» What you have to do
Swap "would be grateful if you could" for "would appreciate it if you could" in each of the rows below, keeping every other character the same.

» Data provided
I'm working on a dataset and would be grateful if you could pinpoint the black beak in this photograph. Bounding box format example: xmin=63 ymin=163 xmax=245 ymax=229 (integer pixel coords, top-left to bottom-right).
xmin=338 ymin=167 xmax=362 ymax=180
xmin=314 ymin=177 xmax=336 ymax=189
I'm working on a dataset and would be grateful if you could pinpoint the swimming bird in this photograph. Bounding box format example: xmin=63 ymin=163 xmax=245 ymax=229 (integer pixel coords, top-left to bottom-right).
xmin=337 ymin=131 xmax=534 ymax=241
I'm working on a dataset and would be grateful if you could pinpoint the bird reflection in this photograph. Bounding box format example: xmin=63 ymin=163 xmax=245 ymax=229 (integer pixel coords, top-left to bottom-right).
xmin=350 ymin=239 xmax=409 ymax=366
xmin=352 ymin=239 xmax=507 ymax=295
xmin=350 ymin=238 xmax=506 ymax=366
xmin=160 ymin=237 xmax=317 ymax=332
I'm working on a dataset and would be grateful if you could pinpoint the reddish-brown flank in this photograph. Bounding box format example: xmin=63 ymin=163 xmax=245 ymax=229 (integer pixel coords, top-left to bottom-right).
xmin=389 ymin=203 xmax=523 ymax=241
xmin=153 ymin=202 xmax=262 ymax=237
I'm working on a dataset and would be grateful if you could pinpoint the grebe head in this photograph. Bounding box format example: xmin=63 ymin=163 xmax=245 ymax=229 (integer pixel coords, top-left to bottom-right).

» Answer to the problem
I'm working on a dataset and would appreciate it if you could pinpoint the black beak in this photograph. Bounding box format example: xmin=63 ymin=163 xmax=245 ymax=229 (integer pixel coords, top-left to bottom-right).
xmin=338 ymin=167 xmax=362 ymax=180
xmin=314 ymin=177 xmax=336 ymax=189
I'm working on a dataset and would appreciate it if you could pinpoint the swimming bird in this photograph. Bounding box format example: xmin=63 ymin=163 xmax=245 ymax=229 (integer pixel coords, top-left to bottom-right).
xmin=337 ymin=131 xmax=534 ymax=241
I'm working on a dataset and would appreciate it if you could pinpoint the bird reflection in this photograph. Bounding box format example: xmin=63 ymin=163 xmax=245 ymax=229 (integer pixel coords, top-left to bottom-right).
xmin=350 ymin=239 xmax=409 ymax=366
xmin=352 ymin=239 xmax=507 ymax=295
xmin=350 ymin=238 xmax=506 ymax=366
xmin=160 ymin=237 xmax=317 ymax=332
I'm working on a dataset and would appreciate it if you could pinpoint the reddish-brown flank in this photograph. Bounding box format example: xmin=63 ymin=163 xmax=245 ymax=229 (integer pixel coords, top-left to bottom-right).
xmin=389 ymin=203 xmax=523 ymax=241
xmin=153 ymin=202 xmax=262 ymax=237
I'm working on a dataset and would appreciate it if you could pinpoint the grebe head in this photograph. Bounding box format example: xmin=63 ymin=163 xmax=245 ymax=229 (integer pixel coords, top-left to bottom-right).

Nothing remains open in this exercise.